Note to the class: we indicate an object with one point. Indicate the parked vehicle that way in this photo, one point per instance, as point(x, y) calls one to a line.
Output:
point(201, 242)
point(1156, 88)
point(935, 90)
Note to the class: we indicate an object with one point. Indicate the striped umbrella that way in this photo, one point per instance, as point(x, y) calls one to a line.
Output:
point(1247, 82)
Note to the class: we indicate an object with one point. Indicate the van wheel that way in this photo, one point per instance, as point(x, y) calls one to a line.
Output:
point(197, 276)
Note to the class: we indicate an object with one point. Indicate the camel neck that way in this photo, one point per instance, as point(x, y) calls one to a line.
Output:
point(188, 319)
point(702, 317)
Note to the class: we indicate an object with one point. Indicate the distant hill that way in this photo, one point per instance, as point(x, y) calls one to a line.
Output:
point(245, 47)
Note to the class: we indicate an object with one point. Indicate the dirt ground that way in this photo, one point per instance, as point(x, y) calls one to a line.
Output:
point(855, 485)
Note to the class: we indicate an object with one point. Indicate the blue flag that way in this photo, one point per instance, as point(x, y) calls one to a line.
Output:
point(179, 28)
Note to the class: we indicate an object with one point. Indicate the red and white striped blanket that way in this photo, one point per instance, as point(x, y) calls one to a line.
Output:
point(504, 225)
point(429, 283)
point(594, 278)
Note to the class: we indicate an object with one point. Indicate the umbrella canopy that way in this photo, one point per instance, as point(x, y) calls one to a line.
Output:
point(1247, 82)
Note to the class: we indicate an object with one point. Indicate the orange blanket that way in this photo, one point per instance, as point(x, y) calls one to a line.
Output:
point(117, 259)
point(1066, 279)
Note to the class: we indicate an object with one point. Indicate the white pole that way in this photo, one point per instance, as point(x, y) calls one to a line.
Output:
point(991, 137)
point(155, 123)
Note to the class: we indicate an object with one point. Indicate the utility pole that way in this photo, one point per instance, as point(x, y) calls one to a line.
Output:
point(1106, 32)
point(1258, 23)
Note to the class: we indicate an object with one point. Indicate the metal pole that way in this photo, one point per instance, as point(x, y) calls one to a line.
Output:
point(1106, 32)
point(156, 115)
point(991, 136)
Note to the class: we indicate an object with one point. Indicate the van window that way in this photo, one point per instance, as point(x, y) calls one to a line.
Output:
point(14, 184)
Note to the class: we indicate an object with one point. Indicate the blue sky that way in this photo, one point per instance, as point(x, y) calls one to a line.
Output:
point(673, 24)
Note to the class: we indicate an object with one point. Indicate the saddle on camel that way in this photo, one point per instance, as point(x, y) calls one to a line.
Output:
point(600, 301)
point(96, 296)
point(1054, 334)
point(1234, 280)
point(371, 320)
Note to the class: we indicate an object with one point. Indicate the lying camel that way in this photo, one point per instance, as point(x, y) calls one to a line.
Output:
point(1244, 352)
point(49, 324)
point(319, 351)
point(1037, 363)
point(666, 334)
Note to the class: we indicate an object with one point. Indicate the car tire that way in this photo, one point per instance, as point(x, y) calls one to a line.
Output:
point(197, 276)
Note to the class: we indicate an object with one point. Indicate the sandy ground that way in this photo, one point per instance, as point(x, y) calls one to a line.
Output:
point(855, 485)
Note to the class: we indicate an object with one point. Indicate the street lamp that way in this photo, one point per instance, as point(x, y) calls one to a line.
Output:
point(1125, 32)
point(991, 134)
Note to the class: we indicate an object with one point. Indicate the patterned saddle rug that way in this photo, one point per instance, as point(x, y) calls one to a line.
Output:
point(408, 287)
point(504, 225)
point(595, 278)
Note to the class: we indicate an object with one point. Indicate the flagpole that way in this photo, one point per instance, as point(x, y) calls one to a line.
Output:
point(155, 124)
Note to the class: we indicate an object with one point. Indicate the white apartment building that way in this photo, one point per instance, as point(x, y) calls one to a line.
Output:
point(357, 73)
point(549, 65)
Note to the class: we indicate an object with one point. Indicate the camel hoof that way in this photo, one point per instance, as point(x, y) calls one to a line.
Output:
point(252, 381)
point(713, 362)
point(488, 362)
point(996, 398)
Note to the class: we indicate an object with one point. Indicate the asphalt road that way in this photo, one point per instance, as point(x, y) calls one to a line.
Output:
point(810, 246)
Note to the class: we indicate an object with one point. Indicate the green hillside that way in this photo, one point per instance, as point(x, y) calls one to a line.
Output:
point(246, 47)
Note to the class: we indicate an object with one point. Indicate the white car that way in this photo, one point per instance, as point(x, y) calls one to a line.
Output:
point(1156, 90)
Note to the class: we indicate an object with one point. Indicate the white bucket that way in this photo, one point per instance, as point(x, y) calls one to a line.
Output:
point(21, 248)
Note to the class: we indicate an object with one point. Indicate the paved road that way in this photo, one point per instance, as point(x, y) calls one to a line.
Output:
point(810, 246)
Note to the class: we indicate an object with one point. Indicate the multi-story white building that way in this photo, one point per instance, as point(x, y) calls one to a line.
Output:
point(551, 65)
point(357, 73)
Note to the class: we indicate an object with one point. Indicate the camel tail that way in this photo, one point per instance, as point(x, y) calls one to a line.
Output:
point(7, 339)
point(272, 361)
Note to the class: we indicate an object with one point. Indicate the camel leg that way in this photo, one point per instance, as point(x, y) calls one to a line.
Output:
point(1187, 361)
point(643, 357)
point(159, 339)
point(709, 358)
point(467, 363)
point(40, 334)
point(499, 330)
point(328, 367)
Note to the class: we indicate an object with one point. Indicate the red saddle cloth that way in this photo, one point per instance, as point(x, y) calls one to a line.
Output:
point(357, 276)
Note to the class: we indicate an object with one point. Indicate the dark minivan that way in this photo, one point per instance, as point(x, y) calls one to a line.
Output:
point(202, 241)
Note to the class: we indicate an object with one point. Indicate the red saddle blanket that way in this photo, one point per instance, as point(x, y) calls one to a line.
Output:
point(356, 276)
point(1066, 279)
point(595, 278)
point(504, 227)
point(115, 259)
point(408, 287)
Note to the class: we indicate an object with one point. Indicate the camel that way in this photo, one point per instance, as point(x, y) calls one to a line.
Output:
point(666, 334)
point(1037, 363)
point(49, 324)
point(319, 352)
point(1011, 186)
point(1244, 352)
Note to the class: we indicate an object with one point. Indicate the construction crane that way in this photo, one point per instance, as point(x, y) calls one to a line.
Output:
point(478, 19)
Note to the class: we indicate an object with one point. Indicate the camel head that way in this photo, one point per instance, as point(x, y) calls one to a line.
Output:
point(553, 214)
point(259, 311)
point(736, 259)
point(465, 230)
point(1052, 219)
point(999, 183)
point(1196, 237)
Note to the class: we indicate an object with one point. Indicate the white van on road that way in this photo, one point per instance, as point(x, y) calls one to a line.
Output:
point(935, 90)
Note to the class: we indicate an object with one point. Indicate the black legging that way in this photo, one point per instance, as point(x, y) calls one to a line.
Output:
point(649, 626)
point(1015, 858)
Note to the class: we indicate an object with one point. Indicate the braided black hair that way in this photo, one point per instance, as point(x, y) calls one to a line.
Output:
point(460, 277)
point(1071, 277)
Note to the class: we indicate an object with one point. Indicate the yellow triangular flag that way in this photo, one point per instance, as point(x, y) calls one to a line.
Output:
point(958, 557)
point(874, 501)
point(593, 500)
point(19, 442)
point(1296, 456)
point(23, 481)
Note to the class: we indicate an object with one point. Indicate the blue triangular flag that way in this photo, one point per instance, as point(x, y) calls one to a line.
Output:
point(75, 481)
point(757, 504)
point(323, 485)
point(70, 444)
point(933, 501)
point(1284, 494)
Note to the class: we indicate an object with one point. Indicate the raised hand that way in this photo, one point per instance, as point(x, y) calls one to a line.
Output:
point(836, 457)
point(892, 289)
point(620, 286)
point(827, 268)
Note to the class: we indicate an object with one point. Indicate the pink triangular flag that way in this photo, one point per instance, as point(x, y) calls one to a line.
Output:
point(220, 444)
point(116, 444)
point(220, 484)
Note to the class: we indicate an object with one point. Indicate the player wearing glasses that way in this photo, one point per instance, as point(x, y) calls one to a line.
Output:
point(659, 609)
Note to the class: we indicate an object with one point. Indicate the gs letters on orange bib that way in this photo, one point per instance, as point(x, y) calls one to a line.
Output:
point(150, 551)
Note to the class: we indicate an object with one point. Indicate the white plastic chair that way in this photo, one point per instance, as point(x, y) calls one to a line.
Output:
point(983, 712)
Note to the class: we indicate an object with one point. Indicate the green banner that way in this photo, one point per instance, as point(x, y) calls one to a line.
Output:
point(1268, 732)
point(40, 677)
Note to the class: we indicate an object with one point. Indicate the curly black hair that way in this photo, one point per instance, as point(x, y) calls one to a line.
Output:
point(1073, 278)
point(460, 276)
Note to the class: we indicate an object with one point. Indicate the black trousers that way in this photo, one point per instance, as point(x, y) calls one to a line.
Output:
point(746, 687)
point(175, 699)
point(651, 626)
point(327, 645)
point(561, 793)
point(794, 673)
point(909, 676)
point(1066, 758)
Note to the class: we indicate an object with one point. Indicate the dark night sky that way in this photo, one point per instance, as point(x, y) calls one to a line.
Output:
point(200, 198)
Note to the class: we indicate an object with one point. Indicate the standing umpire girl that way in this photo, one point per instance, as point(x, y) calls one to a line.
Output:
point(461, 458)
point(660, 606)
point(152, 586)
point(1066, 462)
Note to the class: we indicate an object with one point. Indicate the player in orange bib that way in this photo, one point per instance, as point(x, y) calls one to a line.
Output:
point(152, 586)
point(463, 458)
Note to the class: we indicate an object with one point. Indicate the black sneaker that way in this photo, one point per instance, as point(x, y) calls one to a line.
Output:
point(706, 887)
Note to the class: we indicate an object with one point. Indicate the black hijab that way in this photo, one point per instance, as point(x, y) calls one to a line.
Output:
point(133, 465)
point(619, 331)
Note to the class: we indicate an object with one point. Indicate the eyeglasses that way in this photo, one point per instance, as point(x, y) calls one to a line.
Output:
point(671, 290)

....................

▸ **PROBLEM DETAILS**
Could you change "camel head" to "camel face" in the lines between the one holding "the camel head" and the one holding "point(1196, 237)", inclusive, and give those lines again with nothing else altered?

▸ **TASK OUTPUT**
Note to the class: we indicate an object with one point. Indicate the camel face that way in this photo, one point per instance, as point(x, y) calls one to a line.
Output:
point(553, 214)
point(259, 311)
point(736, 259)
point(465, 230)
point(1052, 219)
point(999, 183)
point(1196, 237)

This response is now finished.